» Page extract:
##############################
My Hollywood - that possessive pronoun highlights the underlying tension in Mona Simpson's novel about the domestic tug of war between mothers and nannies for possession of the precious, frustrating, fragile and ultimately elusive little creatures they both profess to love.
The story, which is set mostly on the outskirts of Los Angeles, revolves around the movie industry. The men who write and produce for television and film are peripheral characters, as are the celebrities who decorate the red carpets on awards nights. The real story is behind the scenes, as it always is, in the frustrations and ambitions of the supporting cast: the wives and baby sitters left behind every morning with the children in kitchens, coffee bars and playgroups.
We quickly learn that this is a novel told in two voices. The first belongs to Claire, a hapless late-30s cellist who aspires to compose symphonies, married to Paul, who wants to write TV sitcoms. Both are talented and each has promised the other, when they were single and living in New York City, that marriage and children require a 50-50 commitment. Yet, Claire soon finds herself married, the insecure mother of baby William, and living in a rented house in Santa Monica so that Paul "can have his chance" to write a hit comedy show on TV. Why are we not surprised?
The second voice belongs to Lola, a mid-50s Filipina who works as a nanny so she can send money home every week to her husband and five children in Tagaytay, 30-some kilometres outside of Manila. After interviewing a dozen child-minders, and hiring and firing a few, a desperate Claire starts trolling the local parks and setting up interviews in coffee shops. "My generation's adultery, I thought, scanning the tables for the one dark head among the blondes." One day she spots Lola sitting on a park bench and hires her without references. "I liked the way she looked. She was small, dark and well-joined," Claire tells us, as though she were a teenage boy seeking a date for high school prom.
Surprisingly, Lola does not turn out to be an axe murderer, child molester or front for a white slave ring. So why is she unemployed, we wonder, in the first jarring note in this composition for two voices played out in alternating chapters. Can it be that Lola is so good that ultimately she threatens a mother's dominance over her own child? Is that why she is sitting on a bench, searching out a new family that will need her for those claustrophobic and incessantly demanding early years of a child's life? Claire doesn't ask and Lola doesn't tell - at least not directly.
Lola is the idealized nanny: competent, calm, trustworthy and loyal. When Claire's friends - a film producer, which makes him higher up in the entertainment shoal than her husband Paul, and his neurotic wife - try to lure Lola away with a higher wage, she declines because she can't bear to part from her beloved William. She organizes playgroups for the little boy, eats dinner with Claire, whose husband is never home, and serves as a guide and unofficial employment scout for other nannies.
##############################
» Information:
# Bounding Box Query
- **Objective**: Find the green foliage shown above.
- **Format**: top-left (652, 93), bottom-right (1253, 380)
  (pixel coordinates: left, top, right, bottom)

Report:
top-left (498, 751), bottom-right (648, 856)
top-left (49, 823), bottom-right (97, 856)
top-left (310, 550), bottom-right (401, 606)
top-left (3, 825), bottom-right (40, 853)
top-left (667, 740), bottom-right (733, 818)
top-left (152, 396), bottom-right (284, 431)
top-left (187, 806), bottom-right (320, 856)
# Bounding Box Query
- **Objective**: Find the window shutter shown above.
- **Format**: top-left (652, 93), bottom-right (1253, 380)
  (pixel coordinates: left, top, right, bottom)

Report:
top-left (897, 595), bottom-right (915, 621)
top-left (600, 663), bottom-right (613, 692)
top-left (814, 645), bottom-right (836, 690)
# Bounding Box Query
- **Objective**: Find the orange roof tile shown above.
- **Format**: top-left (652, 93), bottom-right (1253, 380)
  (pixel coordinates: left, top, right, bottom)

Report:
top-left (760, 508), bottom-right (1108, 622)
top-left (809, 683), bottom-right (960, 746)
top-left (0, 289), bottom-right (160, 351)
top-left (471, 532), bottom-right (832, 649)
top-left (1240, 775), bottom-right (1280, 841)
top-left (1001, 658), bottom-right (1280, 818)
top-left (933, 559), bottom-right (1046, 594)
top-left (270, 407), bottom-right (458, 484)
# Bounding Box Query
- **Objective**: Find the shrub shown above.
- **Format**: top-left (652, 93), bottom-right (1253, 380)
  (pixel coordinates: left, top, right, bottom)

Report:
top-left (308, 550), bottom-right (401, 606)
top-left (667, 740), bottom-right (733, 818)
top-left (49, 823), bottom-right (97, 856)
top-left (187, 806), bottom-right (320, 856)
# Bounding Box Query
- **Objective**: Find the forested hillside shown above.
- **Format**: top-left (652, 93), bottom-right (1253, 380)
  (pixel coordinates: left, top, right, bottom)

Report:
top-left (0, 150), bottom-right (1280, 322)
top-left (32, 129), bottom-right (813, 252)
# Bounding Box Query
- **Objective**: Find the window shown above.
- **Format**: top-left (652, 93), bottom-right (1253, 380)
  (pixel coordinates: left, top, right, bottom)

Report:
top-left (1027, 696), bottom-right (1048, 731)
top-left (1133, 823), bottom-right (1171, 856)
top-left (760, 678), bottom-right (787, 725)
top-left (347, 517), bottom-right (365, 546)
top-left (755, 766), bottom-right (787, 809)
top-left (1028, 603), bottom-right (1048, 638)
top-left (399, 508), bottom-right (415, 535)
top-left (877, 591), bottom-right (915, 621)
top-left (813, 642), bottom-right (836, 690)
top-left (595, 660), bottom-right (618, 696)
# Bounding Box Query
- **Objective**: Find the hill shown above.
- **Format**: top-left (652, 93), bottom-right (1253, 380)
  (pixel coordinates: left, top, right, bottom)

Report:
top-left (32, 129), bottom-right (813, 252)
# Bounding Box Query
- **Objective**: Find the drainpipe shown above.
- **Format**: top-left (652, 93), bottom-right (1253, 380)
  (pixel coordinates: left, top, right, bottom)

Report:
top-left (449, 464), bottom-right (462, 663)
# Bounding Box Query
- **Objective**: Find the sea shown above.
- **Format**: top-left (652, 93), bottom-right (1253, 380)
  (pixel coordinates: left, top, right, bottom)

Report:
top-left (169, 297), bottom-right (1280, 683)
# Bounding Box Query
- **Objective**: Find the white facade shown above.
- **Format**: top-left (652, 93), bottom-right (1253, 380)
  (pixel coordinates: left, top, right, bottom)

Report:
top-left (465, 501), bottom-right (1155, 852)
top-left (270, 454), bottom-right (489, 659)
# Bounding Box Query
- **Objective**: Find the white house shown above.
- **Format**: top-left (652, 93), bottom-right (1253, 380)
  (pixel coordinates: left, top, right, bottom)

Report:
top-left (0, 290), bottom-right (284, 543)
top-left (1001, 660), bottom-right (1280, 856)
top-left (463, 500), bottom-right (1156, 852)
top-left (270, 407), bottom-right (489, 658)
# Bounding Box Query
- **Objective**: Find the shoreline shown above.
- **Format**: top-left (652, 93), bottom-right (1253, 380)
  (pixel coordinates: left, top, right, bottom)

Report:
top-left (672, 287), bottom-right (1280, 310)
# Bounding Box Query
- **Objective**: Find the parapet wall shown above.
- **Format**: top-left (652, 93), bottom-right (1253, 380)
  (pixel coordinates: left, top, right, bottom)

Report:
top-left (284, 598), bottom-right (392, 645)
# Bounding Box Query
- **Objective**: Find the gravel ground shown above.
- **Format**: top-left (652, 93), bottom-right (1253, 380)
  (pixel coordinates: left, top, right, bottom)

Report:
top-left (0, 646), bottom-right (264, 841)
##############################
In the review of My Hollywood, where do Lola's husband and five children live? The rows have nothing to do with what is asked here.

» Answer space:
They live in Tagaytay, 30-some kilometres outside of Manila.